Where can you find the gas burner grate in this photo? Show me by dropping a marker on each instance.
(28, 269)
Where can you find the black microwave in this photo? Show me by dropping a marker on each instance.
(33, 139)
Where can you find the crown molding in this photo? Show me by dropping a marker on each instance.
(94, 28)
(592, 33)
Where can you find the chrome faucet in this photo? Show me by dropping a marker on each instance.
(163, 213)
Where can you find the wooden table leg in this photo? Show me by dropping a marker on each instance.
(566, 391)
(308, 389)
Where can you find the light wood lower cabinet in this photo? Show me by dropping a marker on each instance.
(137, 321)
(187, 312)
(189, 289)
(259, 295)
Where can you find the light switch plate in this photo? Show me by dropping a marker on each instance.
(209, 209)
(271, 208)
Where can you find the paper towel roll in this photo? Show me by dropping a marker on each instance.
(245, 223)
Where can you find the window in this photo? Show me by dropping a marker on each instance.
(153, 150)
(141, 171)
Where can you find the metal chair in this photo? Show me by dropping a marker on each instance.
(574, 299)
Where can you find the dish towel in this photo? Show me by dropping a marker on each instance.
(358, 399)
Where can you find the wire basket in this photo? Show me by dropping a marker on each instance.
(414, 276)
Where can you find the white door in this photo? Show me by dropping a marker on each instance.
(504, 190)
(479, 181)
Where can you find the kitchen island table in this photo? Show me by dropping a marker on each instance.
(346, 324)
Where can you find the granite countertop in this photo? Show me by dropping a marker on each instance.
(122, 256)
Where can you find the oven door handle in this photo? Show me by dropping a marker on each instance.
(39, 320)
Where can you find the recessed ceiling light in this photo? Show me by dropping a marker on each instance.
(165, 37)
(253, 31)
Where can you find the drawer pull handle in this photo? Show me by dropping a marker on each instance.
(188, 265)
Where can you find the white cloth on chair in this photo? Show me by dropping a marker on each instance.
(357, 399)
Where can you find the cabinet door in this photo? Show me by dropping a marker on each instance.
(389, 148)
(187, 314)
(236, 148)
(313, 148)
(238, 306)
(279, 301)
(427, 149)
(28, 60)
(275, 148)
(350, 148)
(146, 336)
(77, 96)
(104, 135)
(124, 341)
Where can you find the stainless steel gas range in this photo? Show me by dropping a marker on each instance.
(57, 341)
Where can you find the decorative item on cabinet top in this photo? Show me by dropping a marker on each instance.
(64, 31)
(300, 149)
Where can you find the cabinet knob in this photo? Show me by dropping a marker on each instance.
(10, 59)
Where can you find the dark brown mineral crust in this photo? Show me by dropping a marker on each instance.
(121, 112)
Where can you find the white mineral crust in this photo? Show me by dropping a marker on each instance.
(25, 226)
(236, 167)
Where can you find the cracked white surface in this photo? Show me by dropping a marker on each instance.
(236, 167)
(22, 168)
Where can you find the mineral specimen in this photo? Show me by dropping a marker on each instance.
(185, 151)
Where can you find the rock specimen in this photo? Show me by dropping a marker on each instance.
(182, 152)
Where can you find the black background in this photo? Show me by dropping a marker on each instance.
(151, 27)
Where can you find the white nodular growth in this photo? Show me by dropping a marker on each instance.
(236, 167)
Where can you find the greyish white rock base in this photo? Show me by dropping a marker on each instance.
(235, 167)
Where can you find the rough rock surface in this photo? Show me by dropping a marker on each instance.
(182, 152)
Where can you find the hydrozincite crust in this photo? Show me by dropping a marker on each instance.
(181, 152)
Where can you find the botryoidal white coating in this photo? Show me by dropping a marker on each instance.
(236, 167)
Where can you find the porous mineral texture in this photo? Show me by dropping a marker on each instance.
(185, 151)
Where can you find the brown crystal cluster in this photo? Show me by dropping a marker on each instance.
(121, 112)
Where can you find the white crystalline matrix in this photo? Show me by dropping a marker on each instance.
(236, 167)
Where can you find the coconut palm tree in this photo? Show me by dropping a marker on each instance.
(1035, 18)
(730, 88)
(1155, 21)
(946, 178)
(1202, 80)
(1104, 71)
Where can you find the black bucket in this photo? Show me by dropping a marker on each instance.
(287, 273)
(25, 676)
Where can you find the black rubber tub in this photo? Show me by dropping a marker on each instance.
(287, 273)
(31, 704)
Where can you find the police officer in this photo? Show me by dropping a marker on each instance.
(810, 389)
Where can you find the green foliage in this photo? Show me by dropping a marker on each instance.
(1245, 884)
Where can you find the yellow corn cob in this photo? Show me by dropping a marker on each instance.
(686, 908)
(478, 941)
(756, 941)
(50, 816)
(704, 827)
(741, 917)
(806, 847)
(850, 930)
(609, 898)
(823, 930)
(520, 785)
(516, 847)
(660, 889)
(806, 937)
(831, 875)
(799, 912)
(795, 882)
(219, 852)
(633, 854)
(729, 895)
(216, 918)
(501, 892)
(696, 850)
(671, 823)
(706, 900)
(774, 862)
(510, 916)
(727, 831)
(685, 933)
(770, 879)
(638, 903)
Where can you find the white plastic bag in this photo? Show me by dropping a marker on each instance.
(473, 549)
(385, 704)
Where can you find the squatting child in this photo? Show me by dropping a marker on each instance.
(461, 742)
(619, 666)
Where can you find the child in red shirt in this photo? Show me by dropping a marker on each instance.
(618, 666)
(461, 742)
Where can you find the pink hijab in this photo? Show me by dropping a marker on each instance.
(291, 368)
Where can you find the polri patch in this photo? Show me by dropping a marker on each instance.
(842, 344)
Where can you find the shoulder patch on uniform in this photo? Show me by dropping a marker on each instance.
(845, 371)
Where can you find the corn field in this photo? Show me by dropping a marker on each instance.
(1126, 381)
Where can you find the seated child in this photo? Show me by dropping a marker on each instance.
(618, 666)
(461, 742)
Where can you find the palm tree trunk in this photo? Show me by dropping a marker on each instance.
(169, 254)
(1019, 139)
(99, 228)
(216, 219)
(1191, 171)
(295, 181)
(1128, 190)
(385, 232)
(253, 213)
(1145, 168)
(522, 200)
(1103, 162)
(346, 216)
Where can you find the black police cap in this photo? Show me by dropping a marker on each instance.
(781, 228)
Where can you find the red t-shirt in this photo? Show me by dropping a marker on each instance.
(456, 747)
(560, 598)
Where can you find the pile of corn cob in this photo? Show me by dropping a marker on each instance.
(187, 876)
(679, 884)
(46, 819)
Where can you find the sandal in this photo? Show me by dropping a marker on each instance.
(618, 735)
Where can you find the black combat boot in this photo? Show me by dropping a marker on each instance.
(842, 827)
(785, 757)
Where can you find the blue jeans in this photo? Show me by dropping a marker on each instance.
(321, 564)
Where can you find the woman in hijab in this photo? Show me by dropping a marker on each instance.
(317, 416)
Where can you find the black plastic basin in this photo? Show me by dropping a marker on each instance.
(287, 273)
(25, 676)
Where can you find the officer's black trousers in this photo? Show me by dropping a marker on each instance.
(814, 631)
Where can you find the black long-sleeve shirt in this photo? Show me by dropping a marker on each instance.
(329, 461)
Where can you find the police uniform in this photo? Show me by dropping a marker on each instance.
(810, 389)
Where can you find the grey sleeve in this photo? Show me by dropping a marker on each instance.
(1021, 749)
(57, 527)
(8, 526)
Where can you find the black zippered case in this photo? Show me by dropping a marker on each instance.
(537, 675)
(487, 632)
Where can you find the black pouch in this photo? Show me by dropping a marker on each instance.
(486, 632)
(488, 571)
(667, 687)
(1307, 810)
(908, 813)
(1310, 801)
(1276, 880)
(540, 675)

■ **Aim of the exercise**
The line containing "Where can you find the black long-sleeve" marks the start; retype it and each line after it through the end of the records above, exactly.

■ **Solution to this exercise**
Where can you find the black long-sleeve shirt in this photo? Show me by dropping a marker on each instance.
(329, 461)
Where can you find the police uniform in this photo? Show me by dropping a marker on each instance.
(810, 389)
Where can you find the grey sleeve in this photo? Show me by dropping a marker on each instance.
(1021, 749)
(57, 527)
(8, 526)
Where can you find the black zippered case in this photo? Show me by dropping a marker on each instance.
(537, 675)
(487, 632)
Where can you find the black pouch in this photo? Show me by dropping a marker on each instance.
(486, 632)
(488, 571)
(667, 687)
(1307, 810)
(908, 813)
(1310, 801)
(1276, 880)
(540, 675)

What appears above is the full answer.